### Aufgaben
1 > Was hat laut dem Text über Trichlorethylen jüngst eine deutsche Kohortenstudie nachgewiesen?
2 > Schreiben Sie aus dem Text über Trichlorethylen die Stelle von „43 Nach der“ bis einschließlich „bedingten Trichlorethylen-Exposition hin.“ wortgetreu ab.
3 > Übersetzen Sie den folgenden Satz aus dem Text über Trichlorethylen ins Englische: „Außerdem deute eine neue amerikanische epidemiologische Studie auf ein erhöhtes Nierenkrebsrisiko u. a. infolge einer beruflich bedingten Trichlorethylen-Exposition hin.“

### Text zur Prüfung
————

43 Nach der Bewertung durch die IARC im Jahre 1995 seien weitere epidemiologische Studien über den Zusammenhang zwischen Trichlorethylen-Exposition und Krebs beim Menschen veröffentlicht worden. Jüngst habe eine deutsche Kohortenstudie einen statistischen Zusammenhang zwischen Nierenkrebs und Trichlorethylen-Exposition nachgewiesen. Dieses Ergebnis bestätige eine Erkenntnis aus einer früheren Studie, die 1995 veröffentlicht worden und ebenfalls zu dem Schluß gekommen sei, daß Trichlorethylen beim Menschen Nierenkrebs hervorrufen könne. Außerdem deute eine neue amerikanische epidemiologische Studie auf ein erhöhtes Nierenkrebsrisiko u. a. infolge einer beruflich bedingten Trichlorethylen-Exposition hin.

————

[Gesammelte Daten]
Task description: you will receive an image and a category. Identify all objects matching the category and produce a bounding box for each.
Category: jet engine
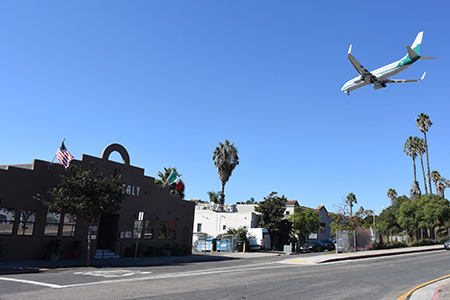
[360,74,376,84]
[373,82,386,90]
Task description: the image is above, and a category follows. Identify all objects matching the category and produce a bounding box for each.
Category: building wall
[194,202,333,241]
[0,144,195,259]
[194,203,258,237]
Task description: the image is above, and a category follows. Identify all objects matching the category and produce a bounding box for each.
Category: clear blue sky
[0,0,450,213]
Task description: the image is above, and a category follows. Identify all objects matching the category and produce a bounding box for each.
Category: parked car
[300,241,323,252]
[444,240,450,250]
[318,239,336,251]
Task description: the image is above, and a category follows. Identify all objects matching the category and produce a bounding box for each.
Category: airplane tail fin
[408,31,423,58]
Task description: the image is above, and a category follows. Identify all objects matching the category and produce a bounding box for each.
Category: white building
[191,200,259,240]
[191,200,333,242]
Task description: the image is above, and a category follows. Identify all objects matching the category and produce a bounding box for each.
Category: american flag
[56,142,73,168]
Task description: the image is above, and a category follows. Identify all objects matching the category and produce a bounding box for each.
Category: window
[62,214,77,237]
[0,208,16,235]
[144,220,153,240]
[158,222,167,240]
[44,212,61,236]
[17,209,36,235]
[167,222,177,240]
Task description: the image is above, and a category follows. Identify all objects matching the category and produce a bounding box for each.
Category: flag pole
[48,137,66,168]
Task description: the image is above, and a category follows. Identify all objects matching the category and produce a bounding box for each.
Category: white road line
[0,262,295,289]
[0,277,64,289]
[61,263,293,288]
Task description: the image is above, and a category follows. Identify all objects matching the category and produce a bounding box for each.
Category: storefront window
[158,222,167,240]
[167,222,177,240]
[62,214,77,237]
[44,212,61,236]
[17,209,36,235]
[0,208,16,235]
[144,220,153,240]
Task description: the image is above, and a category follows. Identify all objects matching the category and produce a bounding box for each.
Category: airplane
[341,31,437,95]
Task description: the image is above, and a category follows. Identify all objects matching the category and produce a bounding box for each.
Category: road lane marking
[0,277,64,289]
[0,262,294,289]
[73,270,151,278]
[61,263,296,288]
[397,275,450,300]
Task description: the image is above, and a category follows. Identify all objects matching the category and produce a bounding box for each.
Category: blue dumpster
[197,238,216,252]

————

### Antworten
1 > Einen statistischen Zusammenhang zwischen Nierenkrebs und Trichlorethylen-Exposition.

2 >
43 Nach der Bewertung durch die IARC im Jahre 1995 seien weitere epidemiologische Studien über den Zusammenhang zwischen Trichlorethylen-Exposition und Krebs beim Menschen veröffentlicht worden. Jüngst habe eine deutsche Kohortenstudie einen statistischen Zusammenhang zwischen Nierenkrebs und Trichlorethylen-Exposition nachgewiesen. Dieses Ergebnis bestätige eine Erkenntnis aus einer früheren Studie, die 1995 veröffentlicht worden und ebenfalls zu dem Schluß gekommen sei, daß Trichlorethylen beim Menschen Nierenkrebs hervorrufen könne. Außerdem deute eine neue amerikanische epidemiologische Studie auf ein erhöhtes Nierenkrebsrisiko u. a. infolge einer beruflich bedingten Trichlorethylen-Exposition hin.

3 > In addition, a new American epidemiological study points to an increased risk of kidney cancer resulting, among other things, from occupational exposure to trichloroethylene.